__To do__.
a) Decide whether each statement agrees with the platy deaths thread. Answer yes or no for each and quote the words of the thread that settle it: (i) The fish are kept in a 14-gallon tank. (ii) The poster found many carcasses. (iii) One reply says tiger barbs need to be kept in groups of at least six.
b) Transcribe everything in the platy deaths thread from "i was wondering" down to "can any help?", keeping every character as it appears.

__Text passage__.
....................

# Platy deaths



## plasma19 (Dec 14, 2006)

hi i until up to about two weeks ago i had six platies.
and now i only have one female left i also have these other fish in my 14 gal tank

angelfishx1
tiger barbx2
neon tetrax4

i was wondering what could have killed them off so quickly becuase i barely found any carcases. i am thinking it is the tiger barbs since they are so aggressive. can any help?


----------



## mousey (Jan 18, 2005)

is your tank cycled?


----------



## plasma19 (Dec 14, 2006)

sorry i dont get ya wat does cycled mean?


----------



## Puffer Pita (Jun 16, 2006)

Angels should be in larger tanks. Tigers need to be in groups of at least 6. Your tank is overstocked with what you have left, and was extremely overstocked with what you had before. Seeing as how you don't know what cycle means, its very likely that they died from ammonia/nitrite toxicity.

....................

__Provided material__.

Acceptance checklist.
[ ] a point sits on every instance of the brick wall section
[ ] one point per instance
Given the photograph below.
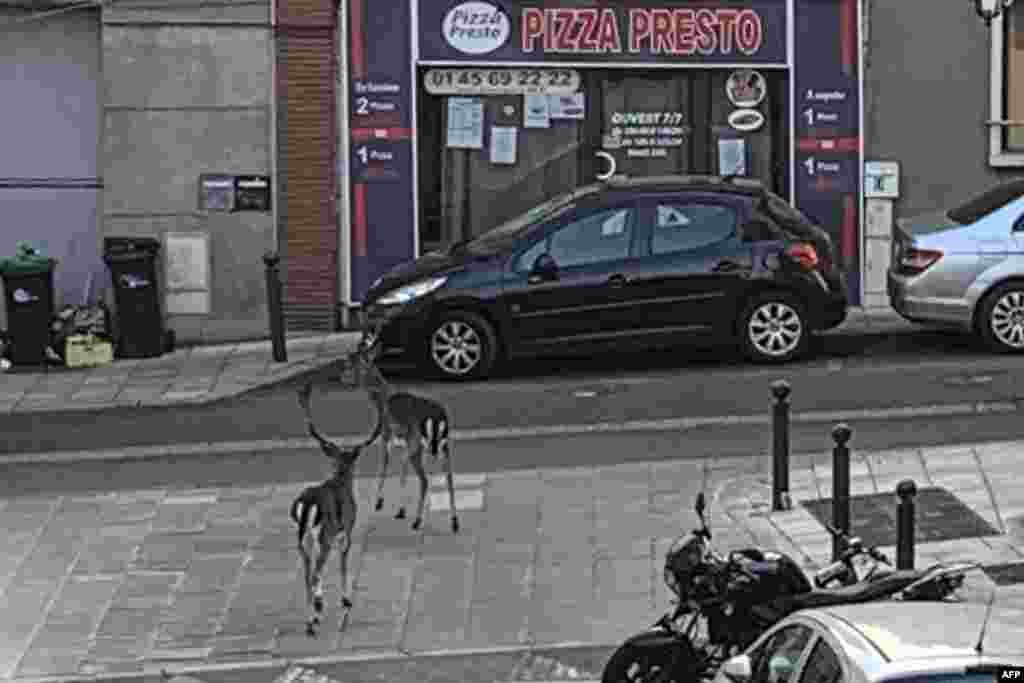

....................

__Expected results__.
a)
(i) Yes: "in my 14 gal tank"
(ii) No: "i barely found any carcases"
(iii) Yes: "Tigers need to be in groups of at least 6."

b)
i was wondering what could have killed them off so quickly becuase i barely found any carcases. i am thinking it is the tiger barbs since they are so aggressive. can any help?